▶ [AIM]: Extract every line of the material below and reproduce it faithfully.

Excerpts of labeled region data
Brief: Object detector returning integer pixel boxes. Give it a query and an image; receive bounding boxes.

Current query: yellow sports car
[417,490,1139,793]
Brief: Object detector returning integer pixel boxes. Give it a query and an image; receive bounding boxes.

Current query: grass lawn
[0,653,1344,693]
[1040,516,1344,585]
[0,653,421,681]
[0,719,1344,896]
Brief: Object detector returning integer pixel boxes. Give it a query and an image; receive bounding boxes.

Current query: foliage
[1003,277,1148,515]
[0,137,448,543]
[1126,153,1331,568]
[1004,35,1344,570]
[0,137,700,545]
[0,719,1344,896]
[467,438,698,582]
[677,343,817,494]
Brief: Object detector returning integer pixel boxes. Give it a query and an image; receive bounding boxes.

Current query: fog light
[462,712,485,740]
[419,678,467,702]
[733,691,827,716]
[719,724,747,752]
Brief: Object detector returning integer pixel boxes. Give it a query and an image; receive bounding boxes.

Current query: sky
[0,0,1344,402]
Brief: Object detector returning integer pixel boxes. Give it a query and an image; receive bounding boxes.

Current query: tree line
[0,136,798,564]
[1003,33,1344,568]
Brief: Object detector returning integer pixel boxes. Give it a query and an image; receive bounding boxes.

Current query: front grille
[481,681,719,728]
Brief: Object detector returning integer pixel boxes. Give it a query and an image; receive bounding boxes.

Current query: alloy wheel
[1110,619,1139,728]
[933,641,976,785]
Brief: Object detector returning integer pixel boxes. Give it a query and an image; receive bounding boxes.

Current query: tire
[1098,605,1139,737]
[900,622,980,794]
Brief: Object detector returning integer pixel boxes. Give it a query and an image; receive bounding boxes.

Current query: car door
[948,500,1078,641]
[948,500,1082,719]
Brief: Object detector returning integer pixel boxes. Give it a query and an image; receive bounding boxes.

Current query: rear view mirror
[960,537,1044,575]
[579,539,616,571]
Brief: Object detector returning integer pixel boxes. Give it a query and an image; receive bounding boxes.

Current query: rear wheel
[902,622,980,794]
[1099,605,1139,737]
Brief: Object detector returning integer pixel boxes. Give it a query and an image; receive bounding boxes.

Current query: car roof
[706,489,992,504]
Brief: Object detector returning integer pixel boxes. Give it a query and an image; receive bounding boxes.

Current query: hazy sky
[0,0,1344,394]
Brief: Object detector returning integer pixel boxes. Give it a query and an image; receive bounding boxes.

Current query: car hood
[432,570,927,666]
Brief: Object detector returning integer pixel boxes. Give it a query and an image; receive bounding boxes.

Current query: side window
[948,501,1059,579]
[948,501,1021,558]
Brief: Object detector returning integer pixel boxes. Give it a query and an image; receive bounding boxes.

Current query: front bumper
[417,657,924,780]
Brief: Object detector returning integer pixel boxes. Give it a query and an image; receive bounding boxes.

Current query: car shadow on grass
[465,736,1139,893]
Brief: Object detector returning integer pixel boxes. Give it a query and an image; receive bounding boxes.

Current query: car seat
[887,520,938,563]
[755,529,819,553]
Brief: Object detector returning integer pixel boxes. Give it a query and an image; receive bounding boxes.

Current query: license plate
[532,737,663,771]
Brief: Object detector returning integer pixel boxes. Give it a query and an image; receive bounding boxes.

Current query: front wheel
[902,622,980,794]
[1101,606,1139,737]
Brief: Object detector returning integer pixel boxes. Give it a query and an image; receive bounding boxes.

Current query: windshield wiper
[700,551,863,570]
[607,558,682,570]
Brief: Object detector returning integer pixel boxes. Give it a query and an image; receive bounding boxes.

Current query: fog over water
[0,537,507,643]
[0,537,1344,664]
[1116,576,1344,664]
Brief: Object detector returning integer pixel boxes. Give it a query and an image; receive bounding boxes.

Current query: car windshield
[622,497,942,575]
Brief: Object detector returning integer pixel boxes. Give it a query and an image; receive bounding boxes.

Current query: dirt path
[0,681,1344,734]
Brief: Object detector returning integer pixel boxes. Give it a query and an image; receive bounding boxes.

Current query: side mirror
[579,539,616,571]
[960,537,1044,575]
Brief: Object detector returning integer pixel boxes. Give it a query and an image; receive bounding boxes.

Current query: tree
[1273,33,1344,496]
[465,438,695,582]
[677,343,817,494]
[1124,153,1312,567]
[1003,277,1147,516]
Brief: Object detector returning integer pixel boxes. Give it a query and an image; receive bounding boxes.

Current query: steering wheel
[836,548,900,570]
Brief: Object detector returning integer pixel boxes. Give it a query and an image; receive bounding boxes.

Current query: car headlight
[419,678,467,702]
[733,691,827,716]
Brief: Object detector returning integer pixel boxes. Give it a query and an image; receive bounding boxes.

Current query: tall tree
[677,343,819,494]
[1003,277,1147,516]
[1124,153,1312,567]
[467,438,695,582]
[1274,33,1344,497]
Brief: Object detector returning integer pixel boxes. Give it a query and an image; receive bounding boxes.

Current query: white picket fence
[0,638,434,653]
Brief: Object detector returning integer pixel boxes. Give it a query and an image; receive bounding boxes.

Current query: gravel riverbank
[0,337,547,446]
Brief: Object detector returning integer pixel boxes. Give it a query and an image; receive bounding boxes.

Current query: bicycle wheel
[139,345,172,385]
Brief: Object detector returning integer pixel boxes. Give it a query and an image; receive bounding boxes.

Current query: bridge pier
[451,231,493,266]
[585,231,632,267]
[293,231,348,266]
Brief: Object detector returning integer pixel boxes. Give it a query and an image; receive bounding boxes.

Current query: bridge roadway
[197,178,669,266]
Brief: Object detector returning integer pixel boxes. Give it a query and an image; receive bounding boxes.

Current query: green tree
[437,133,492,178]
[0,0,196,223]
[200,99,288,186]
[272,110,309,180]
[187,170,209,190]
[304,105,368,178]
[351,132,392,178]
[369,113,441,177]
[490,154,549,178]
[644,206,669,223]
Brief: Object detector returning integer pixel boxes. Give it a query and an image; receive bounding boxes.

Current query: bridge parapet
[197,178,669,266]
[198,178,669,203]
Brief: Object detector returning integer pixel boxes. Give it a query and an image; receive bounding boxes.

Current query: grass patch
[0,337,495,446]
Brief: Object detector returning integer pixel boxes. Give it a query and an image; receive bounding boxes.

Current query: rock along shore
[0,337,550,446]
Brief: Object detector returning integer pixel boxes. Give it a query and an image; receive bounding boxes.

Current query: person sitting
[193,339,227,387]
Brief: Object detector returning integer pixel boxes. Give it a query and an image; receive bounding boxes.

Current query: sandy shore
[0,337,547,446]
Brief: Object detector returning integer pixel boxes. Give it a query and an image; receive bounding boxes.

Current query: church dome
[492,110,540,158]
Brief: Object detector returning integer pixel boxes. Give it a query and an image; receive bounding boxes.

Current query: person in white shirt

▶ [RESULT]:
Brief: Object detector returning integer pixel boxes. Give it a query and an image; receive bounding boxes.

Current query: yellow sports car
[417,490,1139,793]
Brief: Object detector returning integer pixel boxes. Give it a query and an image; receive bounding boxes.

Current query: grass lawn
[0,653,1344,693]
[1040,516,1344,585]
[0,653,421,681]
[0,719,1344,896]
Brief: Object detector returning integer pixel boxes. Give it a query and an image; receive bounding boxes.

Current query: foliage
[1003,277,1148,515]
[0,137,448,543]
[1126,153,1331,568]
[1004,35,1344,570]
[0,137,700,545]
[0,719,1344,896]
[467,438,698,582]
[677,343,817,494]
Brief: Object detector returning integer pixel boxes. Give it a query and an image; receive bounding boxes.

Current query: fog light
[462,712,485,740]
[419,678,467,702]
[733,691,827,716]
[719,724,747,752]
Brief: Object detector returning integer pixel boxes. Give it a query and an image; receive bounding boxes.

Current query: sky
[0,0,1344,402]
Brief: Object detector returning integer pixel boxes. Give it a query and an image; receive bounding boxes.

Current query: tree line
[0,136,798,564]
[1003,33,1344,568]
Brief: Object detector returning integer pixel boxes. Give it a query and an image; receive bounding boxes.

Current query: front grille
[481,681,719,728]
Brief: Object detector returning integer pixel boxes. Give it a query and an image; receive bounding boxes.

Current query: alloy wheel
[1110,619,1139,728]
[933,641,976,785]
Brief: Object detector returning integer pixel boxes. Give it a query and an image; receive bounding boxes.

Current query: tire
[1098,605,1139,737]
[900,622,980,794]
Brief: Object detector returning integer pixel boxes. Give it a query and an image; receive bounding boxes.

Current query: car door
[948,500,1078,641]
[948,500,1082,719]
Brief: Object detector returning integer pixel boxes. Give it a query and an image; receive bounding boxes.

Current query: rear view mirror
[960,537,1044,575]
[579,539,616,571]
Brief: Object detector returning integer pixel boxes. Give it a query and an image; receive bounding boxes.

Current query: rear wheel
[902,622,980,794]
[1099,605,1139,737]
Brief: Object detector returning integer pixel boxes. Give it a query and an image; receive bounding boxes.

Current query: car roof
[706,489,992,504]
Brief: Object detector returning integer pixel boxes. Give it a query and an image; receive bounding boxes.

Current query: hazy sky
[0,0,1344,394]
Brief: Object detector returning integer pixel boxes. Give it a query and an image; receive bounding boxes.

Current query: car hood
[432,570,927,666]
Brief: Object detector returning integer pixel boxes. Give it a query and an image; receive bounding boxes.

Current query: side window
[948,501,1059,579]
[948,501,1021,558]
Brief: Object detector returning integer pixel boxes. Give it a query and an image; receive bounding boxes.

Current query: front bumper
[417,657,924,780]
Brief: Object detector returning integer pixel boxes. Give it a query and an image; receive bounding boxes.

Current query: car shadow on grass
[465,736,1139,893]
Brief: Object detector returning integer pixel boxes. Give it a query and an image; receive bounding boxes.

Current query: car seat
[887,520,938,563]
[755,529,819,553]
Brief: Object detector returning integer pixel boxes. Give it a query and an image; receive bounding boxes.

Current query: license plate
[532,737,663,771]
Brief: Object detector returning integer pixel boxes. Give it a query and an image; receive bounding boxes.

Current query: front wheel
[902,622,980,794]
[1101,606,1139,737]
Brief: Object detector returning integer pixel boxes. Give it a query and an image; receive bounding boxes.

Current query: windshield wiper
[700,551,863,570]
[607,558,682,570]
Brief: Object detector returning integer pixel boxes. Give it a query and an image; receive bounding boxes.

Current query: fog over water
[0,537,507,643]
[0,537,1344,664]
[1116,576,1344,664]
Brief: Object detector returning integer pixel boxes. Give it a query and an image; receive bounding boxes.

Current query: car windshield
[622,497,942,575]
Brief: Object detector returning integer pixel boxes. Give it a query and an image; receive bounding boxes.

Current query: dirt path
[0,681,1344,734]
Brief: Object detector returning integer pixel boxes. Give it a query and an image; receive bounding boxes.

Current query: side mirror
[579,539,616,571]
[960,537,1044,575]
Brief: Object detector returning integer pixel boxes. Give it a query and an image; receive bounding boxes.

Current query: tree
[1273,33,1344,496]
[465,438,695,582]
[677,343,817,494]
[1124,153,1312,567]
[1003,277,1147,516]
Brief: Object detector returning integer pixel boxes. Give it a query and an image; receive bounding boxes.

Current query: steering wheel
[836,548,900,570]
Brief: Object detector returning integer pixel boxes. Give it a query and an image; receive bounding boxes.

Current query: car headlight
[419,678,467,702]
[733,691,827,716]
Brief: Object detector returning integer pixel boxes. Give it a query and an image; receive bounding boxes.

Current query: tall tree
[677,343,819,494]
[1003,277,1147,516]
[1124,153,1312,567]
[467,438,695,582]
[1274,33,1344,497]
Brief: Object detector returning integer pixel boxes. Give it a query and an image; receive bounding boxes.

Current query: white picket fence
[0,638,434,653]
Brief: Object detector returning integer pixel boxes. Give it a query and an image; receive bounding boxes.

Current query: gravel riverbank
[0,337,547,446]
Brief: Object detector returning integer pixel boxes. Give it a query and an image; receive bounding boxes.

Current query: bicycle wheel
[139,345,172,385]
Brief: Object detector returning integer pixel boxes. Give it a query and an image; receive bounding boxes.

Current query: bridge pier
[451,231,493,266]
[585,231,632,267]
[293,231,348,266]
Brief: Object detector returning integer pixel boxes. Give it a query and an image; receive bounding boxes.

Current query: bridge roadway
[197,178,669,266]
Brief: Object detector returning integer pixel boxes. Give it a query and an image; receive bounding boxes.

Current query: green tree
[437,133,492,178]
[0,0,196,223]
[200,99,288,186]
[272,110,309,180]
[187,170,209,190]
[304,105,368,178]
[351,132,392,178]
[369,113,441,177]
[490,154,549,178]
[644,206,669,223]
Brief: Object detector returning integer pixel boxes. Give it a query and an image; receive bounding boxes.

Current query: bridge parapet
[197,178,669,266]
[198,178,669,203]
Brief: Object detector returning integer pixel boxes. Give it a query and an image; receive bounding boxes.

Current query: grass patch
[0,337,495,446]
Brief: Object detector returning integer pixel boxes. Give it a query and an image; receive bounding boxes.

Current query: rock along shore
[0,337,550,446]
Brief: Object detector returning integer pixel boxes. Give it a query and an image; receive bounding boxes.

Current query: person sitting
[193,339,227,387]
Brief: Object detector returning integer pixel boxes. Give it a query and an image; receive bounding boxes.

Current query: sandy shore
[0,337,547,446]
Brief: Object detector returning integer pixel boxes. Give it a query and an image; receive bounding boxes.

Current query: church dome
[492,110,540,158]
Brief: Object detector returning integer pixel boxes. Give it a query and an image; receive bounding boxes.

Current query: person in white shirt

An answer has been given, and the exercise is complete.